— Prompt 1 —
Print the stretch of the algebra post from "From: Vadim Tropashko" through "E | E + E | [H] | <H>.".
— Prompt 2 —
According to the algebra post, what are headers?

From: Vadim Tropashko <vadimtro_invalid_at_yahoo.com>
Date: Thu, 28 Jun 2007 12:47:29 -0700
Message-ID: <1183060049.173769.85940@e16g2000pri.googlegroups.com>


On Jun 28, 11:09 am, Jan Hidders <hidd..._at_gmail.com> wrote:
> We consider the following algebra:
>
> E ::= R | E * E | E + E | [H] | <H>.
>
> Where:
> - R : a relation with name R (and known header)
> - E * E : natural join
> - E + E : generalized union
> - [H] : the empty relation with header H (possibly empty)
> - <H> : the equality relation { (x, ..., x) | x in Domain } over
> header H
>
> The * and + will also be used as intersection and union on headers.
> Headers are finite sets of attributes.

— Records provided —
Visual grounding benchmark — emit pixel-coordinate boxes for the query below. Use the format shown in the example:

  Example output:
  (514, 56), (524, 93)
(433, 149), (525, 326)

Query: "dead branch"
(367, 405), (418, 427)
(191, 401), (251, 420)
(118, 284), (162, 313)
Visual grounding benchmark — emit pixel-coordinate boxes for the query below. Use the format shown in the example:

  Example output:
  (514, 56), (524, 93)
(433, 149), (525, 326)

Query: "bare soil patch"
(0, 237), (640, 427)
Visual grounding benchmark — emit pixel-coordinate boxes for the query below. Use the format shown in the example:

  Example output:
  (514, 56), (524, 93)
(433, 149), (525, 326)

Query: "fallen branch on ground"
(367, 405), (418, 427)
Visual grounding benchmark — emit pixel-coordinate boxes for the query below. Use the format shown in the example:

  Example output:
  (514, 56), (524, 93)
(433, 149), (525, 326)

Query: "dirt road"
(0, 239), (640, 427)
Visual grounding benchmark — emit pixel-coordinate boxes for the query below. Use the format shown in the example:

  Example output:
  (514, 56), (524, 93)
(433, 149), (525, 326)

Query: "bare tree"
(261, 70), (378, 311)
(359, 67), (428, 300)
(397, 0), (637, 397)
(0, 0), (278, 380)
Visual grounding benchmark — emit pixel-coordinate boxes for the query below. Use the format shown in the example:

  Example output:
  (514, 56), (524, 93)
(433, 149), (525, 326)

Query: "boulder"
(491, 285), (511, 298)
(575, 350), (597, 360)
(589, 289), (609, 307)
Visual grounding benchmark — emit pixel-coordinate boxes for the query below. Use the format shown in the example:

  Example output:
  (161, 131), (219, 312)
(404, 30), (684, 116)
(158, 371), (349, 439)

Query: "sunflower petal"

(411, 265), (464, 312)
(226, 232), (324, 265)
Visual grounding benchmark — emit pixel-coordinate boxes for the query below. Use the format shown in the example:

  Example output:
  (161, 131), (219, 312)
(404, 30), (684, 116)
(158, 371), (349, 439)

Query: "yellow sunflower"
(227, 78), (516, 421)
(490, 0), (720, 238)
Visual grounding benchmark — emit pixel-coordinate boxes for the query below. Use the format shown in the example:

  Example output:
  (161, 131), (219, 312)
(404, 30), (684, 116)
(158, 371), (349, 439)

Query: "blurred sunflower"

— Written reply 1 —
From: Vadim Tropashko <vadimtro_invalid_at_yahoo.com>
Date: Thu, 28 Jun 2007 12:47:29 -0700
Message-ID: <1183060049.173769.85940@e16g2000pri.googlegroups.com>


On Jun 28, 11:09 am, Jan Hidders <hidd..._at_gmail.com> wrote:
> We consider the following algebra:
>
> E ::= R | E * E | E + E | [H] | <H>.

— Written reply 2 —
Finite sets of attributes.